Page excerpt:
You can't train a model that has been loaded with `device_map='auto'` in any distributed mode. about transformers HOT 2 OPEN

from accelerate import notebook_launcher

def train_accelerate():
  import pandas as pd
  from datasets import load_dataset
  from IPython.display import HTML, display

  dataset_name = "b-mc2/sql-create-context"
  dataset = load_dataset(dataset_name, split="train")


  def display_table(dataset_or_sample):
      # A helper fuction to display a Transformer dataset or single sample contains multi-line string nicely
      pd.set_option("display.max_colwidth", None)
      pd.set_option("display.width", None)
      pd.set_option("display.max_rows", None)

      if isinstance(dataset_or_sample, dict):
          df = pd.DataFrame(dataset_or_sample, index=[0])
      else:
          df = pd.DataFrame(dataset_or_sample)

Given request 1:
Answer these about the transformers issue code:
(a) What string is assigned to dataset_name?
(b) Which split is passed to load_dataset?
(c) Which name is imported from accelerate?
Given request 2:
In the transformers issue code, which pandas options does display_table set with pd.set_option?
Given request 3:
Carry on the transformers issue code from its last line.

Point labeling examples:
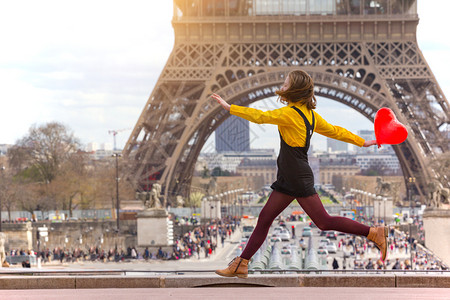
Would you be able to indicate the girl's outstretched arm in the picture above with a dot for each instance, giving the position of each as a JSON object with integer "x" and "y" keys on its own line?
{"x": 222, "y": 102}
{"x": 370, "y": 143}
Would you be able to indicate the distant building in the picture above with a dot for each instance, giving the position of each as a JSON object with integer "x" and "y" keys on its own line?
{"x": 336, "y": 146}
{"x": 367, "y": 135}
{"x": 388, "y": 161}
{"x": 230, "y": 160}
{"x": 267, "y": 169}
{"x": 336, "y": 164}
{"x": 233, "y": 135}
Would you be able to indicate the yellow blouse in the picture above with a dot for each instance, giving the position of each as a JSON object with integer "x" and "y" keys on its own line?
{"x": 291, "y": 124}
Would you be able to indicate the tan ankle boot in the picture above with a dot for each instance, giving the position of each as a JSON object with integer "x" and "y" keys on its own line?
{"x": 237, "y": 267}
{"x": 379, "y": 235}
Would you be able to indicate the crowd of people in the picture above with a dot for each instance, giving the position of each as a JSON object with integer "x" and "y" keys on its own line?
{"x": 399, "y": 248}
{"x": 201, "y": 241}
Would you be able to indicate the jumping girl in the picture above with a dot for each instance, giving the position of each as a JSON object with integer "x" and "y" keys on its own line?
{"x": 296, "y": 123}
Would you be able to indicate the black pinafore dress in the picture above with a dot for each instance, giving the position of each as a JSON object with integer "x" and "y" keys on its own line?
{"x": 294, "y": 176}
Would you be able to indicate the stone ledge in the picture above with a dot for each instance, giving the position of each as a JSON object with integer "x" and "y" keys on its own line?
{"x": 254, "y": 280}
{"x": 268, "y": 280}
{"x": 93, "y": 282}
{"x": 36, "y": 282}
{"x": 423, "y": 281}
{"x": 349, "y": 280}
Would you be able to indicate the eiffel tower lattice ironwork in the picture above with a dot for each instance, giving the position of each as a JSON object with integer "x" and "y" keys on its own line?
{"x": 361, "y": 53}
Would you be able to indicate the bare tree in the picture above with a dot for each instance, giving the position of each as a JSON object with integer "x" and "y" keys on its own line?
{"x": 39, "y": 155}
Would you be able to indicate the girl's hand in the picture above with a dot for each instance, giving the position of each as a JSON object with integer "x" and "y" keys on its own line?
{"x": 370, "y": 143}
{"x": 222, "y": 102}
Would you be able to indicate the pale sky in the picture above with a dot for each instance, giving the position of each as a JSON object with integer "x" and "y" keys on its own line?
{"x": 92, "y": 65}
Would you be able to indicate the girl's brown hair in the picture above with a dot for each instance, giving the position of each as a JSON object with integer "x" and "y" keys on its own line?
{"x": 301, "y": 89}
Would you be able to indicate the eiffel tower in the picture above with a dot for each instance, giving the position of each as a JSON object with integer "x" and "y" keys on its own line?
{"x": 361, "y": 53}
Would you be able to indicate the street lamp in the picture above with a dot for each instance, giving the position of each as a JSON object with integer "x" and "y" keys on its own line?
{"x": 116, "y": 155}
{"x": 411, "y": 180}
{"x": 2, "y": 169}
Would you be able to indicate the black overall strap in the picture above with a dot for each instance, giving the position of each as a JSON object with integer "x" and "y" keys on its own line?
{"x": 309, "y": 127}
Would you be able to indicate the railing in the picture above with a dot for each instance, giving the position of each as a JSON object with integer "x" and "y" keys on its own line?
{"x": 195, "y": 9}
{"x": 182, "y": 272}
{"x": 15, "y": 259}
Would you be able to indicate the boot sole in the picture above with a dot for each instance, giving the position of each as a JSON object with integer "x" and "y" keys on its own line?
{"x": 386, "y": 234}
{"x": 231, "y": 275}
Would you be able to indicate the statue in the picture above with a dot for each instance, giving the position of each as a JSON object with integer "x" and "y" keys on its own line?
{"x": 153, "y": 199}
{"x": 212, "y": 186}
{"x": 383, "y": 187}
{"x": 3, "y": 261}
{"x": 437, "y": 194}
{"x": 180, "y": 201}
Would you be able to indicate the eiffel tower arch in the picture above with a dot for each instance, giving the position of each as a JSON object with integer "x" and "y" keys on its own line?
{"x": 361, "y": 53}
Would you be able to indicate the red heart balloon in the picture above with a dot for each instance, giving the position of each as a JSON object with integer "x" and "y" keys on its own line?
{"x": 388, "y": 130}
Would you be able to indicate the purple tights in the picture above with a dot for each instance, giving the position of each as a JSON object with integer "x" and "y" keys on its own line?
{"x": 312, "y": 206}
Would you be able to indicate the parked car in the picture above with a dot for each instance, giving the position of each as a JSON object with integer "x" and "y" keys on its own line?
{"x": 324, "y": 242}
{"x": 331, "y": 235}
{"x": 312, "y": 225}
{"x": 286, "y": 250}
{"x": 302, "y": 243}
{"x": 331, "y": 247}
{"x": 285, "y": 236}
{"x": 322, "y": 251}
{"x": 306, "y": 231}
{"x": 277, "y": 229}
{"x": 247, "y": 230}
{"x": 275, "y": 238}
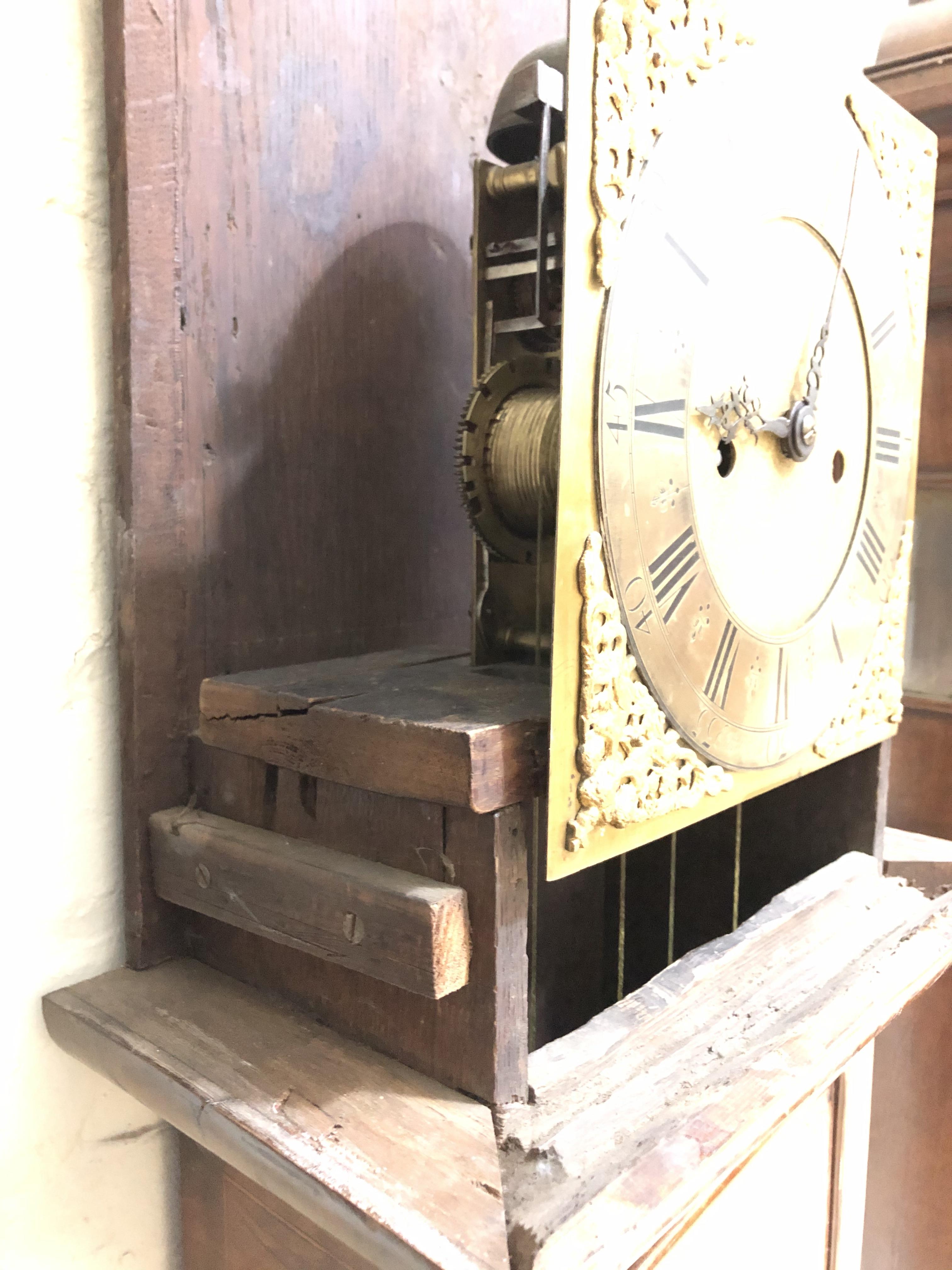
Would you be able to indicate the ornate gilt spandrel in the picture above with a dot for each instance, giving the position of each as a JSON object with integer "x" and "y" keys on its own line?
{"x": 648, "y": 53}
{"x": 907, "y": 166}
{"x": 634, "y": 764}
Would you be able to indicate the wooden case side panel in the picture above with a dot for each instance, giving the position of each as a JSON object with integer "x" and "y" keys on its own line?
{"x": 161, "y": 658}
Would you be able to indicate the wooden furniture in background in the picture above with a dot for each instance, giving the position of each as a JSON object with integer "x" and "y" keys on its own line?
{"x": 915, "y": 68}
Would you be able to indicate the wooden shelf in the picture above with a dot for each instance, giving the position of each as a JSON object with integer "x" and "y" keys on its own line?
{"x": 642, "y": 1117}
{"x": 702, "y": 1065}
{"x": 419, "y": 723}
{"x": 400, "y": 1170}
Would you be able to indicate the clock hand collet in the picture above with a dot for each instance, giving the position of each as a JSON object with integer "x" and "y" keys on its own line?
{"x": 798, "y": 428}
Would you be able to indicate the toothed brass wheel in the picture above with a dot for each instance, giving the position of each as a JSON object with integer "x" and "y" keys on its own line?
{"x": 508, "y": 455}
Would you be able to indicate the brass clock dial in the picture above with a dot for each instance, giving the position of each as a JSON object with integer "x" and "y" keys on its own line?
{"x": 752, "y": 575}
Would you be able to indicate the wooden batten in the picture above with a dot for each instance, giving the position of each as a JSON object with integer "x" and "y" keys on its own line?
{"x": 384, "y": 923}
{"x": 397, "y": 1169}
{"x": 417, "y": 723}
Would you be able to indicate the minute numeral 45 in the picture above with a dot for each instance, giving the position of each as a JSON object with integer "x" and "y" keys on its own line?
{"x": 719, "y": 681}
{"x": 871, "y": 552}
{"x": 888, "y": 441}
{"x": 660, "y": 418}
{"x": 881, "y": 333}
{"x": 782, "y": 712}
{"x": 673, "y": 572}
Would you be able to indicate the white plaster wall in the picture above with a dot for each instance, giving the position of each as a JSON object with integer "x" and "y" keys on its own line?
{"x": 87, "y": 1176}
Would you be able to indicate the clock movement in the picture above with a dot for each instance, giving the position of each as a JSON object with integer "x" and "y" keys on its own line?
{"x": 690, "y": 456}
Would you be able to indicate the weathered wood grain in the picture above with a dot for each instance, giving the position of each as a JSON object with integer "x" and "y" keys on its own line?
{"x": 398, "y": 1169}
{"x": 291, "y": 284}
{"x": 391, "y": 925}
{"x": 422, "y": 724}
{"x": 400, "y": 832}
{"x": 475, "y": 1039}
{"x": 161, "y": 663}
{"x": 909, "y": 1220}
{"x": 925, "y": 863}
{"x": 640, "y": 1117}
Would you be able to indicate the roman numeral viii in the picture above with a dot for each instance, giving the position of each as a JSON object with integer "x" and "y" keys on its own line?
{"x": 719, "y": 681}
{"x": 673, "y": 572}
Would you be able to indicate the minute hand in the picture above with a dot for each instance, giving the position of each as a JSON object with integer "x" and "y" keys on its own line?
{"x": 798, "y": 428}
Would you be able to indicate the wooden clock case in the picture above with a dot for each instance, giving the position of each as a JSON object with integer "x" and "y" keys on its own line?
{"x": 384, "y": 1037}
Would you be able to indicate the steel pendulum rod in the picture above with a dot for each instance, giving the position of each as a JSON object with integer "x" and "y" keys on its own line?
{"x": 534, "y": 921}
{"x": 737, "y": 867}
{"x": 622, "y": 873}
{"x": 671, "y": 898}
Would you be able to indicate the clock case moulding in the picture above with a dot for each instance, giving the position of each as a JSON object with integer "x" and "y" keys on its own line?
{"x": 547, "y": 242}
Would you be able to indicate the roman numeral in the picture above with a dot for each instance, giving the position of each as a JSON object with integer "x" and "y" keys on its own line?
{"x": 782, "y": 713}
{"x": 672, "y": 568}
{"x": 884, "y": 331}
{"x": 649, "y": 418}
{"x": 888, "y": 446}
{"x": 719, "y": 681}
{"x": 836, "y": 643}
{"x": 699, "y": 273}
{"x": 870, "y": 552}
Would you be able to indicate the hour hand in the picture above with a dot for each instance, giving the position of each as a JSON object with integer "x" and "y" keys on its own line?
{"x": 795, "y": 430}
{"x": 733, "y": 409}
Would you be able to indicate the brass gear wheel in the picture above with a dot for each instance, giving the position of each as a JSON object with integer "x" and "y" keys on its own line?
{"x": 507, "y": 454}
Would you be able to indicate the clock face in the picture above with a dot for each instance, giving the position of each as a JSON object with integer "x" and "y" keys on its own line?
{"x": 752, "y": 585}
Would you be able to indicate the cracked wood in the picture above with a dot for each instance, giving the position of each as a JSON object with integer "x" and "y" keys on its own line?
{"x": 419, "y": 723}
{"x": 384, "y": 923}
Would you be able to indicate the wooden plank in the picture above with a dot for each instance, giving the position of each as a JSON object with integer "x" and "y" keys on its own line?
{"x": 909, "y": 1220}
{"x": 645, "y": 1113}
{"x": 851, "y": 1155}
{"x": 431, "y": 728}
{"x": 921, "y": 789}
{"x": 400, "y": 832}
{"x": 474, "y": 1039}
{"x": 376, "y": 920}
{"x": 294, "y": 249}
{"x": 398, "y": 1169}
{"x": 925, "y": 863}
{"x": 775, "y": 1213}
{"x": 490, "y": 1018}
{"x": 230, "y": 1223}
{"x": 159, "y": 662}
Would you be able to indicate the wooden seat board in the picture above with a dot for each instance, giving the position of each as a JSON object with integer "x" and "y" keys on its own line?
{"x": 422, "y": 724}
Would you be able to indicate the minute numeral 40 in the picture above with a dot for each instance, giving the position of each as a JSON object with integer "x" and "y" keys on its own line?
{"x": 719, "y": 681}
{"x": 673, "y": 572}
{"x": 871, "y": 552}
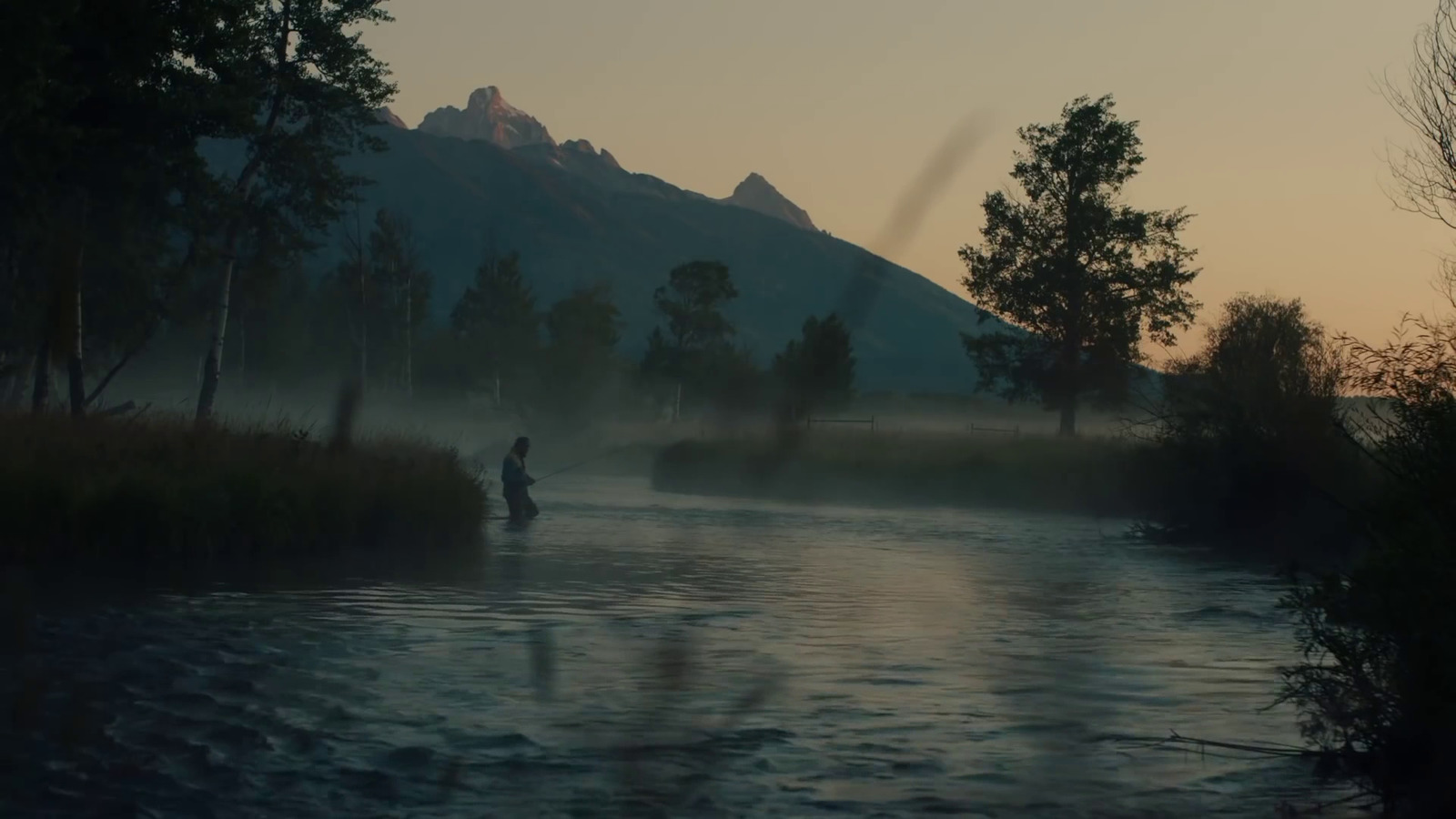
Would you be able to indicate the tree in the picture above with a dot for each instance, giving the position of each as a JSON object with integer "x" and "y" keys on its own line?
{"x": 1249, "y": 424}
{"x": 404, "y": 285}
{"x": 305, "y": 91}
{"x": 580, "y": 360}
{"x": 817, "y": 372}
{"x": 691, "y": 300}
{"x": 1079, "y": 276}
{"x": 104, "y": 106}
{"x": 698, "y": 334}
{"x": 497, "y": 324}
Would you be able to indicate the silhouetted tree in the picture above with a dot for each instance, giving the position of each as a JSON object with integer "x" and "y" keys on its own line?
{"x": 580, "y": 359}
{"x": 698, "y": 336}
{"x": 1249, "y": 423}
{"x": 104, "y": 106}
{"x": 404, "y": 286}
{"x": 305, "y": 87}
{"x": 1077, "y": 274}
{"x": 817, "y": 372}
{"x": 495, "y": 324}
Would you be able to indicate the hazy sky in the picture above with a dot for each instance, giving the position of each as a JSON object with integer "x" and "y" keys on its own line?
{"x": 1259, "y": 116}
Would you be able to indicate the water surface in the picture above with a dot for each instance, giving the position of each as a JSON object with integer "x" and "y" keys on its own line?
{"x": 907, "y": 662}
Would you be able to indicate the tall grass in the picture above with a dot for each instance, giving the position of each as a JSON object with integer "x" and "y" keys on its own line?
{"x": 1104, "y": 475}
{"x": 162, "y": 489}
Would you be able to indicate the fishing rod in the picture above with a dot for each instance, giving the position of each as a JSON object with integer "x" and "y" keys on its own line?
{"x": 599, "y": 457}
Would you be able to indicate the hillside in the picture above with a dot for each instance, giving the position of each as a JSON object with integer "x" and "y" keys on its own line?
{"x": 577, "y": 217}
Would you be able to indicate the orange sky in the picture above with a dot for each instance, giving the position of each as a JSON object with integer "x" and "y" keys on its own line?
{"x": 1259, "y": 116}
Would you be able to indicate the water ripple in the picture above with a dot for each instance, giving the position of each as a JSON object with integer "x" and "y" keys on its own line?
{"x": 934, "y": 663}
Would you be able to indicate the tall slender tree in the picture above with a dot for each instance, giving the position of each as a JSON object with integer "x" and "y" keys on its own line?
{"x": 306, "y": 89}
{"x": 1079, "y": 276}
{"x": 817, "y": 372}
{"x": 404, "y": 285}
{"x": 495, "y": 322}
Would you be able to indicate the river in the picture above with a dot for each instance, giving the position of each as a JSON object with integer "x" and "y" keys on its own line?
{"x": 766, "y": 661}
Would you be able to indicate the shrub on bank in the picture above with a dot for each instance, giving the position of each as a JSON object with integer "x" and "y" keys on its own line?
{"x": 1077, "y": 475}
{"x": 162, "y": 487}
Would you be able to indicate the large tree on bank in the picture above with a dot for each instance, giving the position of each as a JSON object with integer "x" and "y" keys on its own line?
{"x": 306, "y": 91}
{"x": 1077, "y": 274}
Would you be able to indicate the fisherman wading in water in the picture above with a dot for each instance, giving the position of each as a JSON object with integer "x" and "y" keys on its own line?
{"x": 514, "y": 481}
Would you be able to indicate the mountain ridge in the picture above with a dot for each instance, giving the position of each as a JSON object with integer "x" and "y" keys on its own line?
{"x": 472, "y": 197}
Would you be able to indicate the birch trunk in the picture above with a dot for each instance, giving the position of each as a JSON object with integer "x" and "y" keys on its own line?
{"x": 410, "y": 337}
{"x": 77, "y": 373}
{"x": 41, "y": 394}
{"x": 213, "y": 366}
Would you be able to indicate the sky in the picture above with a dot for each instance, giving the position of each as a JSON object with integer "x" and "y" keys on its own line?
{"x": 1261, "y": 116}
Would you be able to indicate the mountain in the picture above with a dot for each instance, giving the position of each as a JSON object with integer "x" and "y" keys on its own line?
{"x": 491, "y": 179}
{"x": 754, "y": 193}
{"x": 488, "y": 116}
{"x": 389, "y": 118}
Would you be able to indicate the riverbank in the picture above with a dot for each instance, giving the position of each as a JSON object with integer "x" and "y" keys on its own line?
{"x": 159, "y": 487}
{"x": 1091, "y": 475}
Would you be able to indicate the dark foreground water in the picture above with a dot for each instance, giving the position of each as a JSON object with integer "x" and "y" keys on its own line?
{"x": 637, "y": 654}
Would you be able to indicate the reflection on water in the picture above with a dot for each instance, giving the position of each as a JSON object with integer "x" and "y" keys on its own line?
{"x": 926, "y": 662}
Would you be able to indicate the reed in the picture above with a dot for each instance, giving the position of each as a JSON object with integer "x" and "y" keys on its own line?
{"x": 162, "y": 487}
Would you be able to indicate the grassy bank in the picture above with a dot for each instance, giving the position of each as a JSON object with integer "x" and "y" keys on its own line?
{"x": 1107, "y": 477}
{"x": 162, "y": 489}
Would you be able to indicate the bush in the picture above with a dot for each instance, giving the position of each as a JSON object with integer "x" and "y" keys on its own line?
{"x": 1380, "y": 662}
{"x": 116, "y": 489}
{"x": 1249, "y": 429}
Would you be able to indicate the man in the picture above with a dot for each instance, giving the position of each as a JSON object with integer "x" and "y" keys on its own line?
{"x": 514, "y": 481}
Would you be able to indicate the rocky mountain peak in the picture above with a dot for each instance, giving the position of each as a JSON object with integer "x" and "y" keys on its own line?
{"x": 388, "y": 116}
{"x": 488, "y": 116}
{"x": 756, "y": 193}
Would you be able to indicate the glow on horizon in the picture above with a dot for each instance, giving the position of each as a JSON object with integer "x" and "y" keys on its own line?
{"x": 1259, "y": 116}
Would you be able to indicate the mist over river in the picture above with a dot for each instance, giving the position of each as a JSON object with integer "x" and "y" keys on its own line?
{"x": 887, "y": 663}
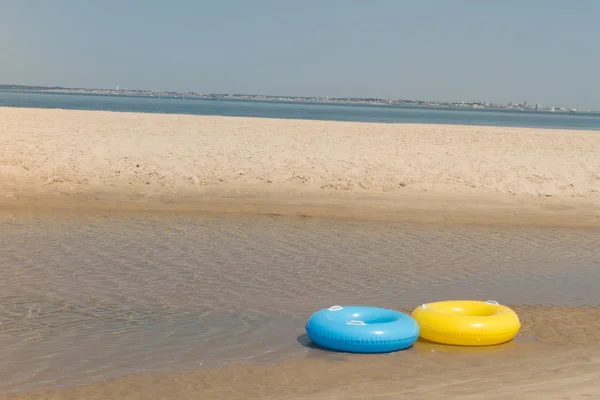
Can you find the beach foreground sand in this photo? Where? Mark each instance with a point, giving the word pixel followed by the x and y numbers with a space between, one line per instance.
pixel 78 159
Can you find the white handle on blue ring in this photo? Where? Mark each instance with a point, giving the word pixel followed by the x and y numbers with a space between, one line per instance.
pixel 355 323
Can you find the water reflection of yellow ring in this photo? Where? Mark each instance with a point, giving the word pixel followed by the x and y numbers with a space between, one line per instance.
pixel 467 323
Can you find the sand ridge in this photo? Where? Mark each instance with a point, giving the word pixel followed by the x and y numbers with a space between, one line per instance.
pixel 166 156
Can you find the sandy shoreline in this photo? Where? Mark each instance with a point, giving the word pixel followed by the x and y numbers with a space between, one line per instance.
pixel 429 173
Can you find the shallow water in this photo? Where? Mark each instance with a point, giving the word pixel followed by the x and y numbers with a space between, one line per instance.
pixel 84 298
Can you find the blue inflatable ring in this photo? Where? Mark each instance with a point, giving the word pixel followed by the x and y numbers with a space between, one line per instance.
pixel 358 329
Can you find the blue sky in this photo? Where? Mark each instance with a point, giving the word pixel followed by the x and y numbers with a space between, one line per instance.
pixel 542 51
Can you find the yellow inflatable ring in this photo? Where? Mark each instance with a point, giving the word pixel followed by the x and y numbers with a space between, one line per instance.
pixel 466 322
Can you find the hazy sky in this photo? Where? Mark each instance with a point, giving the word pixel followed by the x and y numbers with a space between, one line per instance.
pixel 542 51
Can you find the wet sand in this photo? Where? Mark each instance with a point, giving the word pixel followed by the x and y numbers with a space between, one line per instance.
pixel 117 283
pixel 427 173
pixel 180 306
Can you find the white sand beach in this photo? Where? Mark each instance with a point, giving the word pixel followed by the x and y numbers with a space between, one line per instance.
pixel 63 158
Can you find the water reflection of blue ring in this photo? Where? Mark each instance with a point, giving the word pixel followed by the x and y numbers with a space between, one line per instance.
pixel 359 329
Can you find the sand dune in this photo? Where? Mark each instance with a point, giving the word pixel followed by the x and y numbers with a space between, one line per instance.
pixel 163 159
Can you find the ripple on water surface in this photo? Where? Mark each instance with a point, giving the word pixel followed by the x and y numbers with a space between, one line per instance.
pixel 89 297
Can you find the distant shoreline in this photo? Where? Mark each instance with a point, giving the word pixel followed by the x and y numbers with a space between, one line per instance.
pixel 100 160
pixel 293 99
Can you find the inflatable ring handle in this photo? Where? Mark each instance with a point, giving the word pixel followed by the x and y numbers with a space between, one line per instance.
pixel 355 323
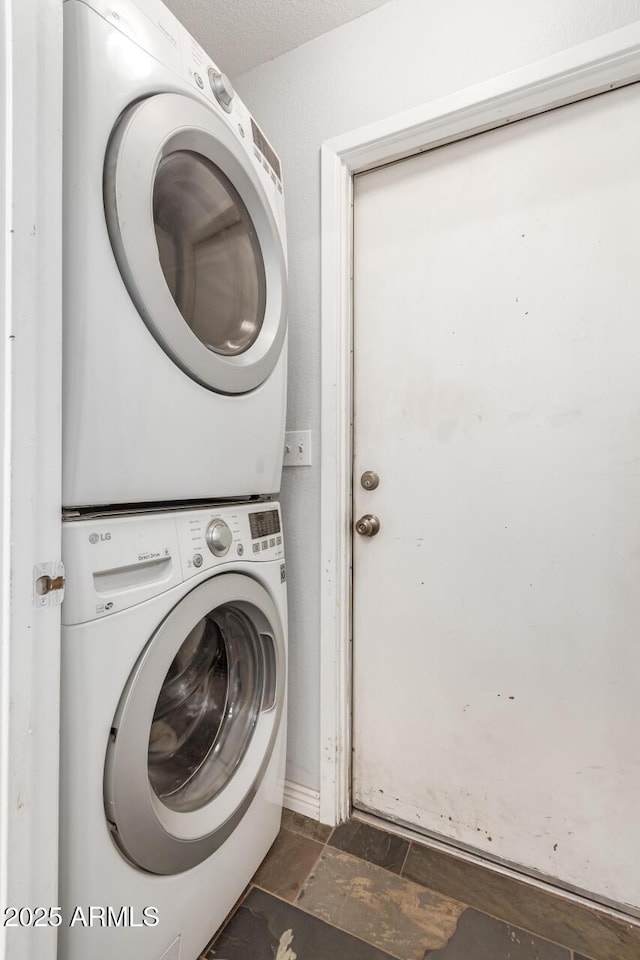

Written response 1:
(a) "b-mc2/sql-create-context"
(b) "train"
(c) notebook_launcher

Written response 2:
display.max_colwidth, display.width, display.max_rows

Written response 3:
      html = df.to_html().replace("\\n", "<br>")
      styled_html = f"""<style> .dataframe th, .dataframe tbody td {{ text-align: left; padding-right: 30px; }} </style> {html}"""
      display(HTML(styled_html))


  display_table(dataset.select(range(3)))

  split_dataset = dataset.train_test_split(test_size=0.2, seed=42)
  train_dataset = split_dataset["train"]
  test_dataset = split_dataset["test"]

  print(f"Training dataset contains {len(train_dataset)} text-to-SQL pairs")
  print(f"Test dataset contains {len(test_dataset)} text-to-SQL pairs")

  PROMPT_TEMPLATE = """You are a powerful text-to-SQL model. Given the SQL tables and natural language question, your job is to write SQL query that answers the question.

  ### Table:
  {context}

  ### Question:
  {question}

  ### Response:
  {output}"""


  def apply_prompt_template(row):
      prompt = PROMPT_TEMPLATE.format(
          question=row["question"],
          context=row["context"],
          output=row["answer"],
      )
      return {"prompt": prompt}


  train_dataset = train_dataset.map(apply_prompt_template)
  display_table(train_dataset.select(range(1)))

  from transformers import AutoTokenizer

  token ="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"

  from huggingface_hub import login
  login(token=token)

  base_model_id = "mistralai/Mistral-7B-v0.1"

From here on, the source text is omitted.